COMPLETE THE FOLLOWING
**1)** From the article below on strings attached to online deals, list every company or brand named in the body text, leaving out the byline line.
**2)** Answer these questions about the online deals article below:
(a) What is the price of the black Evan-Picone suit?
(b) How many stores does Men's Wearhouse have?
(c) Who follows online retailing for the market research firm GartnerG2?

DOCUMENT PASSAGE
More Strings Now Attached to Online Deals

Plenty of sites still offer free shipping and other customer perks, but with conditions.

November 29, 2002|David Colker | Times Staff Writer

It's beginning to look a lot like a conditional Christmas.

All purchases at the discount Men's Wearhouse Inc. Web site -- including a $279.99 black Evan-Picone suit helpfully described as "appropriate for a funeral" -- come with free shipping. But unlike the early years of electronic commerce, when sites fought to outdo each other by lavishing perks on customers, "free" comes with strings attached this holiday season.

Sure, Men's Wearhouse will ship the purchase at no cost -- to one of its 475 stores, where the customer must pick it up.

"They might call that shipping," said David Schehr, who follows online retailing for market research firm GartnerG2. "I call it distribution."

Customers can have their suits shipped directly to their homes, although that costs extra.

Everywhere you go on the Net, promotions such as free shipping for life and coupons that never expire have melted away. Now there's a catch lurking in the fine print.

DATA SECTION
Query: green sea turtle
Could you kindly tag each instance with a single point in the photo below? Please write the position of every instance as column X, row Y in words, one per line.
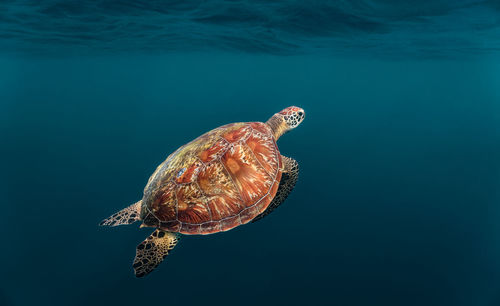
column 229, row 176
...
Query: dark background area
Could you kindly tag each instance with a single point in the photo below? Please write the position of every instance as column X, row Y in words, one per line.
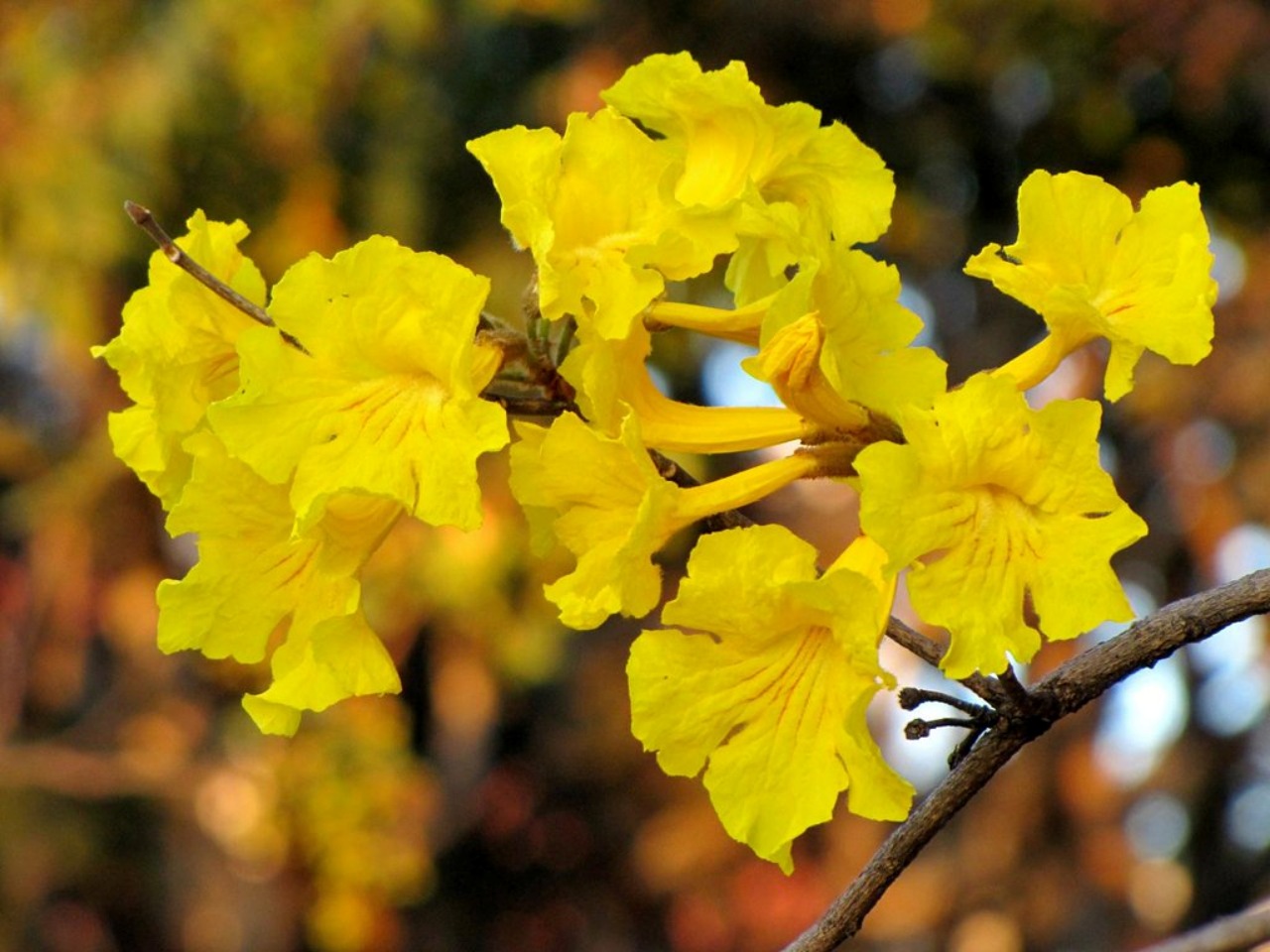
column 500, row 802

CORRECT ANSWERS
**1)**
Men's Wearhouse Inc.
Evan-Picone
GartnerG2

**2)**
(a) $279.99
(b) 475
(c) David Schehr